Stored items
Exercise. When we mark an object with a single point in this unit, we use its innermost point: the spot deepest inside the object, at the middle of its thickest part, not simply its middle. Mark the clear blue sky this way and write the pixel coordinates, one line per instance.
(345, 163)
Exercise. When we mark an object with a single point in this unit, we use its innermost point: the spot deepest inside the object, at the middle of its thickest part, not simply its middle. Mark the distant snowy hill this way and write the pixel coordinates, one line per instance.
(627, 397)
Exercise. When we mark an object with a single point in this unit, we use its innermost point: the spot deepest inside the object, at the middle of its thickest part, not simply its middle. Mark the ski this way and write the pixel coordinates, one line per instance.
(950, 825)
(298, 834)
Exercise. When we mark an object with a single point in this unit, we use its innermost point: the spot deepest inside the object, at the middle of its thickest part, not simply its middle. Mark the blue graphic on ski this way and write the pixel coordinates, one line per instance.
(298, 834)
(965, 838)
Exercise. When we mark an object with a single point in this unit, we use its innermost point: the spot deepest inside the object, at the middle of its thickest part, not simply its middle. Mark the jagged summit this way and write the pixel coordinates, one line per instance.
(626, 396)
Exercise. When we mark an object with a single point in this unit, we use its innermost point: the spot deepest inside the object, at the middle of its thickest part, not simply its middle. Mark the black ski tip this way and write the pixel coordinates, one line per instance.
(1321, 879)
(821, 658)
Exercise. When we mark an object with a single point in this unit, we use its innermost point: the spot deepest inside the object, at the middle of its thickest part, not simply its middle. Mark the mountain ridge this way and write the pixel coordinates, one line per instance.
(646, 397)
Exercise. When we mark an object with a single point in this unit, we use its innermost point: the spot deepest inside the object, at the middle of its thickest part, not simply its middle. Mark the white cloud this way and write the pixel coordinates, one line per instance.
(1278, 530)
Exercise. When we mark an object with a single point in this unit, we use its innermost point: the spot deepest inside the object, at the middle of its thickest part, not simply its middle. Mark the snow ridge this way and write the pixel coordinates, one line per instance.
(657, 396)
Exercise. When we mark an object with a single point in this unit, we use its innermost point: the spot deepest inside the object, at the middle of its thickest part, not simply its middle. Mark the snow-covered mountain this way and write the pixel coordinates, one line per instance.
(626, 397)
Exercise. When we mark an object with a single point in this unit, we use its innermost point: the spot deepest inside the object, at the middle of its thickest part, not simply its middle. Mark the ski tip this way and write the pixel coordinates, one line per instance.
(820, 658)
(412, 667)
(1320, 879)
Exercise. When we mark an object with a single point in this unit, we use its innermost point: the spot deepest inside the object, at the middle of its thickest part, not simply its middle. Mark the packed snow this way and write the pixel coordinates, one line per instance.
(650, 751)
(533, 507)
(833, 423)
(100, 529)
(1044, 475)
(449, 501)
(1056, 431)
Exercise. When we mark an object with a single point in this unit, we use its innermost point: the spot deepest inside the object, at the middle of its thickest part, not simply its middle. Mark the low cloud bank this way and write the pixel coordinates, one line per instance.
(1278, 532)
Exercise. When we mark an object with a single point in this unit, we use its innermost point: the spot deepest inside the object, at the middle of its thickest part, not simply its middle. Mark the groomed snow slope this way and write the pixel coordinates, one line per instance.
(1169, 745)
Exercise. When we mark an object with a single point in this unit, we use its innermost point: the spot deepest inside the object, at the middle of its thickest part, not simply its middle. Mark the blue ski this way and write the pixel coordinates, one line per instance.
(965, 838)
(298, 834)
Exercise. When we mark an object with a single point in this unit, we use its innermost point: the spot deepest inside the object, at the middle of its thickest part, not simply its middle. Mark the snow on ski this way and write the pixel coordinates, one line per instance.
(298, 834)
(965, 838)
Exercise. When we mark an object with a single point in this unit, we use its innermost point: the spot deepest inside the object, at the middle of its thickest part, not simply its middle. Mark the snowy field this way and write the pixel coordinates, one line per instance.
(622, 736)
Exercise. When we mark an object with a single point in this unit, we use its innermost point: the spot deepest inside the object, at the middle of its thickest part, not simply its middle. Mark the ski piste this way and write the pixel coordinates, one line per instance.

_The problem:_ Reproduce the records above exactly as they appear.

_Task response:_
Exercise. When we mark an object with a single point in this unit, we use its innermost point: the spot deepest inside the object, at the middle of its thickest part, not simply its middle. Mark the clear blue sky this way and write the pixel coordinates, one line per instance.
(345, 163)
Exercise. When we mark an object with a single point in this unit, we use its innermost point: the spot deepest inside the object, at the middle of its thickest part, not simply its middle. Mark the distant snowy hill this way and write the pixel coordinates, one line per instance.
(627, 397)
Exercise. When we mark an object with a single point in this unit, we use its innermost point: the spot deepest inside the object, at the middle of its thickest part, not simply its middle. Mark the ski this way and write the pixel coordinates, one line per instance.
(950, 825)
(298, 834)
Exercise. When we mark an object with a single point in this unit, we use its innermost point: the spot deepest inside the object, at the middle of its thickest part, not simply its middle. Mark the blue graphic on ski this way and write the pixel coordinates, one line per instance.
(298, 834)
(965, 838)
Exercise. When we mark an object with a single point in this unit, we use its innermost point: the spot deepest inside the object, at the middle of its thickest part, not simply its middle. Mark the jagged summit this way and write the pixel coordinates, one line per instance.
(626, 396)
Exercise. When we mark an object with a single point in this unit, we use its innermost point: the spot deepest inside the object, at the middle of its thickest part, not simply its middle. Mark the black ski tip this way and write the pixel coordinates, one line per instance.
(1321, 879)
(821, 658)
Exercise. When we mark an object with a single point in this unit, we use its innermost point: the spot deepest inside the object, at the middle of its thickest part, not simply its middle. Mark the mountain ridge this way and write the pixel coordinates, one line per instance.
(646, 397)
Exercise. When we mark an object with a single point in this unit, we use its innermost point: the spot deepest inside the object, at the middle of its thickest part, not simply its middle. Mark the white cloud this way and write the pixel coordinates, one line per instance.
(1278, 530)
Exercise. When we mark an object with a single point in this unit, we use its innermost point: the spot deepest inside the object, at the middle of its thickest part, not simply its middle. Mark the snow ridge this way and write the pixel coordinates, one line per instance.
(657, 396)
Exercise. When we mark an object with a single point in this unit, we use its innermost point: the spot deepest inside the object, at the middle of its thickest part, not simply its middle. Mark the snow-covered mountain this way and write the pixel coordinates, one line per instance.
(626, 397)
Exercise. When we mark an object with a single point in this unit, we use its innermost point: the spot deepest inside the object, at the middle of its thickest part, not simply its middle. Mark the ski tip this way and write the pixel coordinates, one line per instance.
(820, 658)
(412, 667)
(1320, 879)
Exercise. When we mark an object with a single point in this unit, we use its innermost point: the spot deepest inside the object, at the middle of its thickest part, not simply its middle. Mark the packed snow this way and write the pixel coordinates, one line per instance.
(650, 751)
(533, 507)
(833, 423)
(100, 529)
(1044, 475)
(449, 501)
(1056, 431)
Exercise. When we mark an object with a single point in this unit, we use its innermost point: the spot deepest inside the object, at the middle of its thickest part, not simply its middle. Mark the low cloud bank this way and write the pixel coordinates, one line per instance.
(1278, 532)
Exercise. When we mark an object with a single point in this unit, we use its innermost point: the spot deepest inside the object, at the middle of its thickest part, not simply its middle. Mark the groomed snow slope this way and write the pixel coordinates, one line per instance.
(1169, 745)
Exercise. When we mark an object with a single point in this unit, we use its innermost point: the spot deepest inside the object, at the middle of its thickest part, not simply its middle. Mark the blue ski this way and write the pixel coordinates, one line per instance.
(965, 838)
(298, 834)
Exercise. When we mark an object with a single point in this unit, we use its innermost point: the spot deepest inside the object, at the middle of its thickest part, not simply its middle. Mark the snow on ski this way and write the pixel coordinates, one line per instance.
(298, 834)
(965, 838)
Exercise. When we mark an object with a single point in this unit, we use its innermost point: the spot deepest inside the object, at the middle of its thickest part, not simply its middle. Mark the snowy field this way and write the pixel coordinates, one line per instance.
(622, 736)
Exercise. When we mark an object with a single point in this unit, we use its innermost point: the spot deepest inside the object, at the middle of its thickest part, not simply its middle. Mark the ski piste this way and write the pixel coordinates, one line per instance.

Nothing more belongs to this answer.